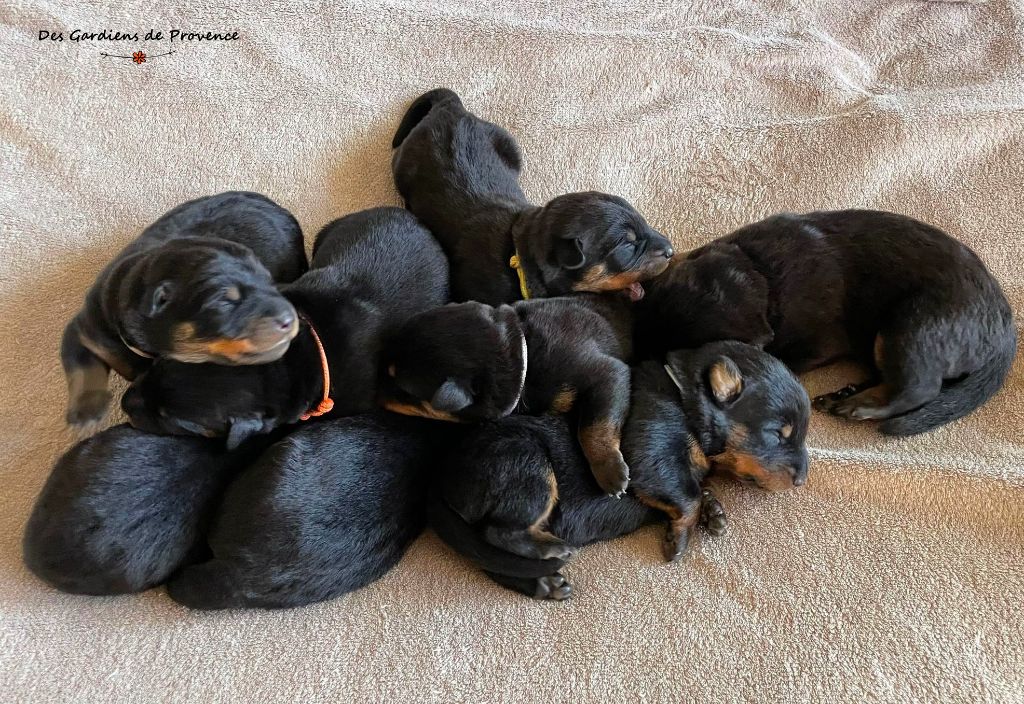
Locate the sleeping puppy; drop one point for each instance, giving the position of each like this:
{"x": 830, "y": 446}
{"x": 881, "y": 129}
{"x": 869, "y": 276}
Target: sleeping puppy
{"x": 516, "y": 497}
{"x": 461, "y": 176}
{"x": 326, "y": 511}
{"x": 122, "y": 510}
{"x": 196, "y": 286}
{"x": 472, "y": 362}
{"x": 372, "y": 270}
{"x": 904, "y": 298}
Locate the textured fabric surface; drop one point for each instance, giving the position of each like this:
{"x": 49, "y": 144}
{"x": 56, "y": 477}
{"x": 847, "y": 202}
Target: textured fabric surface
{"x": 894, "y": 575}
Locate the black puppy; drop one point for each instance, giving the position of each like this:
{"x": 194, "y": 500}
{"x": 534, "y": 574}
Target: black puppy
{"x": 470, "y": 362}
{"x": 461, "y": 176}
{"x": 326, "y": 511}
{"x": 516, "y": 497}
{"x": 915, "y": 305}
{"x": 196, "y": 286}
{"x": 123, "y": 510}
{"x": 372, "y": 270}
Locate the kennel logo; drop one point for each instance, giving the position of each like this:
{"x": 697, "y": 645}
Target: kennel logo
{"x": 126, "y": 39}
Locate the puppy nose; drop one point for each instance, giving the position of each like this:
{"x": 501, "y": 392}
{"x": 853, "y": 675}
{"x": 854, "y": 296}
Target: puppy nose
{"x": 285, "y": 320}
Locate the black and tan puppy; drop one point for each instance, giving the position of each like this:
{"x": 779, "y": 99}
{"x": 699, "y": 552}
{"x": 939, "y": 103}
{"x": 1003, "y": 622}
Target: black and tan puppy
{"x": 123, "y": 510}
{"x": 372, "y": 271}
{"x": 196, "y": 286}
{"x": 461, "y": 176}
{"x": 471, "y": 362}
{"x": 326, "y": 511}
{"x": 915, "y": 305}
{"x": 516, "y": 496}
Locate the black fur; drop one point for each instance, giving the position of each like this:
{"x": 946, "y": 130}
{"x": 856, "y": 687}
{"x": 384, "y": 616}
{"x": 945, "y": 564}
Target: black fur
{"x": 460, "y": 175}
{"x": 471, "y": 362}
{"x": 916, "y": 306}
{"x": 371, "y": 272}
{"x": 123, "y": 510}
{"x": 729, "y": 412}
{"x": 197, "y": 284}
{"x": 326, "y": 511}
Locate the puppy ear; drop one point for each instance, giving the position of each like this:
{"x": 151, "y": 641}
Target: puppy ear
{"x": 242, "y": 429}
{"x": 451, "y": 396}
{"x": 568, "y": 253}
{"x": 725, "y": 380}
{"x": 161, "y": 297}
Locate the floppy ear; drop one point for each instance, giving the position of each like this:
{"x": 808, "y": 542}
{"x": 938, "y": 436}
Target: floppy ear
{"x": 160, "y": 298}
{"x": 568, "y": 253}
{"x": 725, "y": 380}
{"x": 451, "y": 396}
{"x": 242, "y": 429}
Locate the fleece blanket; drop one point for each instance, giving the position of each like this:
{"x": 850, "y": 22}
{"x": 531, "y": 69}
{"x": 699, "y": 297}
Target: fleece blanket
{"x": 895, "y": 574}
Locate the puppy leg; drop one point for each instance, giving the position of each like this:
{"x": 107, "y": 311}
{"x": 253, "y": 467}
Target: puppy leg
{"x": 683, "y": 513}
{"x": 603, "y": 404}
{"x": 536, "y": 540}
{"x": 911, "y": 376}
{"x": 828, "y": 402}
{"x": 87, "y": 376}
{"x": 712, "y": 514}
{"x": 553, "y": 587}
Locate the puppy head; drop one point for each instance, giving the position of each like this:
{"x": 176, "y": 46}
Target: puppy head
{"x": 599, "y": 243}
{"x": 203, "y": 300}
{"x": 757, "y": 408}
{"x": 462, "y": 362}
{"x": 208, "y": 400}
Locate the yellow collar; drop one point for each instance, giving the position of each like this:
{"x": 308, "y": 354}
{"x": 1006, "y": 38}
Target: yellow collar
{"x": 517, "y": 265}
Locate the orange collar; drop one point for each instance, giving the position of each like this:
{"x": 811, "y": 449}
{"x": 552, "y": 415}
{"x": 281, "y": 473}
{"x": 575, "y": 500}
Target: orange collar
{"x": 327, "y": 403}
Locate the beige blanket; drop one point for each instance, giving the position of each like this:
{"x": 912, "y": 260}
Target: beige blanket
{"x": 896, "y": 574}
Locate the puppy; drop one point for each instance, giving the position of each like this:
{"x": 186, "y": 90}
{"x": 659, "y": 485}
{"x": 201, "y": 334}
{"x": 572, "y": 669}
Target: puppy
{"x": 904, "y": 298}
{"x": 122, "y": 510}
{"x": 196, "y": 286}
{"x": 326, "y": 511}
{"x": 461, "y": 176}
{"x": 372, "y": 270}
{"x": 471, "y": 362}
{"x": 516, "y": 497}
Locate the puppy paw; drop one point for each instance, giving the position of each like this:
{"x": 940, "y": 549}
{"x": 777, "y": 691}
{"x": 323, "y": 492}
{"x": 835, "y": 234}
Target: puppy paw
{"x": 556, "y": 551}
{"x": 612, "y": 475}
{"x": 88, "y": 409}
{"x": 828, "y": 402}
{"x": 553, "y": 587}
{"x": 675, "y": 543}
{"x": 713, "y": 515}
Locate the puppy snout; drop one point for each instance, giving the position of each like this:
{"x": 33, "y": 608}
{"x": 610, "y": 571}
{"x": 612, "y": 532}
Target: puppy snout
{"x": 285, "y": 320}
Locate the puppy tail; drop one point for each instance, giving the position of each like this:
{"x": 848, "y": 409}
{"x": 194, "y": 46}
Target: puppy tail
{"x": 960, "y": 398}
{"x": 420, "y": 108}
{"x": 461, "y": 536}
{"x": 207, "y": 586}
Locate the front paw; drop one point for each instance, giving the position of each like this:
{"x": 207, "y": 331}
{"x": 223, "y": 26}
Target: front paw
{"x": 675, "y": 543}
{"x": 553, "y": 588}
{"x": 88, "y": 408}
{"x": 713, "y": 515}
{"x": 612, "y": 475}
────────
• Your objective
Without the pictures, repeat all the records word for word.

• The solution
Locate the sleeping puppy; drop one point for each instance, giving the position of each like this:
{"x": 830, "y": 446}
{"x": 881, "y": 129}
{"x": 869, "y": 276}
Target: sleeping puppy
{"x": 516, "y": 497}
{"x": 461, "y": 176}
{"x": 326, "y": 511}
{"x": 122, "y": 510}
{"x": 196, "y": 286}
{"x": 472, "y": 362}
{"x": 372, "y": 270}
{"x": 904, "y": 298}
Locate the textured fabric surface; drop one point for each instance, giving the position of each like this:
{"x": 49, "y": 144}
{"x": 56, "y": 477}
{"x": 847, "y": 202}
Target: textured fabric surface
{"x": 894, "y": 575}
Locate the black puppy; drop one point for each instance, giving the position of each like this:
{"x": 194, "y": 500}
{"x": 534, "y": 574}
Target: black puppy
{"x": 470, "y": 362}
{"x": 461, "y": 176}
{"x": 326, "y": 511}
{"x": 516, "y": 497}
{"x": 915, "y": 305}
{"x": 196, "y": 286}
{"x": 123, "y": 510}
{"x": 372, "y": 270}
Locate the kennel logo; drop one point for each instance, giving the position of each like this:
{"x": 697, "y": 645}
Target: kennel logo
{"x": 126, "y": 39}
Locate the puppy nose; drop one point for each instance, giving the position of each like this:
{"x": 501, "y": 392}
{"x": 853, "y": 675}
{"x": 854, "y": 296}
Target: puppy nose
{"x": 285, "y": 320}
Locate the black and tan puppy; drop one point for each instance, giving the position of each like this:
{"x": 779, "y": 99}
{"x": 699, "y": 552}
{"x": 939, "y": 103}
{"x": 1003, "y": 622}
Target: black and tan puppy
{"x": 123, "y": 510}
{"x": 372, "y": 271}
{"x": 196, "y": 286}
{"x": 461, "y": 176}
{"x": 471, "y": 362}
{"x": 326, "y": 511}
{"x": 915, "y": 305}
{"x": 516, "y": 496}
Locate the black fur; drop one point for each instance, giving the position of each like this:
{"x": 946, "y": 130}
{"x": 856, "y": 687}
{"x": 384, "y": 616}
{"x": 945, "y": 564}
Target: black fur
{"x": 460, "y": 175}
{"x": 471, "y": 362}
{"x": 916, "y": 306}
{"x": 371, "y": 272}
{"x": 123, "y": 510}
{"x": 729, "y": 412}
{"x": 197, "y": 284}
{"x": 326, "y": 511}
Locate the puppy ear; drop one point for each instance, giving the position of each like this:
{"x": 151, "y": 641}
Target: puppy ear
{"x": 242, "y": 429}
{"x": 451, "y": 396}
{"x": 568, "y": 253}
{"x": 725, "y": 380}
{"x": 161, "y": 297}
Locate the floppy ear; drop one point for each instance, giving the position of each like this:
{"x": 808, "y": 542}
{"x": 938, "y": 436}
Target: floppy ear
{"x": 160, "y": 298}
{"x": 568, "y": 253}
{"x": 725, "y": 380}
{"x": 451, "y": 396}
{"x": 242, "y": 429}
Locate the fleece blanket; drop one point for each instance, giving the position of each like this:
{"x": 850, "y": 22}
{"x": 531, "y": 69}
{"x": 699, "y": 297}
Target: fleece blanket
{"x": 895, "y": 574}
Locate the puppy leg; drop one point for each instance, giving the position of each like this:
{"x": 107, "y": 311}
{"x": 253, "y": 467}
Target: puppy leg
{"x": 683, "y": 513}
{"x": 603, "y": 404}
{"x": 536, "y": 540}
{"x": 911, "y": 376}
{"x": 828, "y": 402}
{"x": 87, "y": 376}
{"x": 712, "y": 514}
{"x": 553, "y": 587}
Locate the puppy head; drop one point for each instance, giving the position of each like this:
{"x": 176, "y": 46}
Target: puppy head
{"x": 599, "y": 243}
{"x": 203, "y": 300}
{"x": 757, "y": 408}
{"x": 462, "y": 362}
{"x": 208, "y": 400}
Locate the yellow collar; drop one point for each instance, giving the position of each like this:
{"x": 308, "y": 354}
{"x": 1006, "y": 38}
Target: yellow collar
{"x": 517, "y": 265}
Locate the orange collar; drop one point for each instance, giving the position of each like this:
{"x": 811, "y": 449}
{"x": 552, "y": 415}
{"x": 281, "y": 473}
{"x": 575, "y": 500}
Target: orange collar
{"x": 327, "y": 403}
Locate the beige blanket; drop one point for each instance, giving the position of each like this:
{"x": 912, "y": 260}
Target: beige blanket
{"x": 896, "y": 574}
Locate the puppy; drop one point for each instance, giving the position of each like this:
{"x": 186, "y": 90}
{"x": 659, "y": 485}
{"x": 201, "y": 334}
{"x": 572, "y": 669}
Target: puppy
{"x": 904, "y": 298}
{"x": 122, "y": 510}
{"x": 196, "y": 286}
{"x": 326, "y": 511}
{"x": 461, "y": 176}
{"x": 372, "y": 270}
{"x": 471, "y": 362}
{"x": 516, "y": 497}
Locate the puppy paw; drop one point for each instance, giving the position of each like this:
{"x": 940, "y": 549}
{"x": 777, "y": 691}
{"x": 323, "y": 492}
{"x": 835, "y": 234}
Target: puppy paw
{"x": 556, "y": 551}
{"x": 612, "y": 475}
{"x": 88, "y": 409}
{"x": 828, "y": 402}
{"x": 553, "y": 587}
{"x": 675, "y": 543}
{"x": 713, "y": 515}
Locate the puppy snout; drop one point for each instance, giving the position of each like this:
{"x": 33, "y": 608}
{"x": 610, "y": 571}
{"x": 612, "y": 532}
Target: puppy snout
{"x": 285, "y": 320}
Locate the puppy tail; drop one point for each instance, giving the position of each like this:
{"x": 848, "y": 409}
{"x": 194, "y": 46}
Target: puppy tail
{"x": 960, "y": 398}
{"x": 420, "y": 108}
{"x": 461, "y": 536}
{"x": 207, "y": 586}
Locate the front paw; drop one point for each instance, giving the position of each like this:
{"x": 207, "y": 331}
{"x": 223, "y": 26}
Target: front paw
{"x": 675, "y": 543}
{"x": 553, "y": 588}
{"x": 88, "y": 408}
{"x": 713, "y": 515}
{"x": 612, "y": 475}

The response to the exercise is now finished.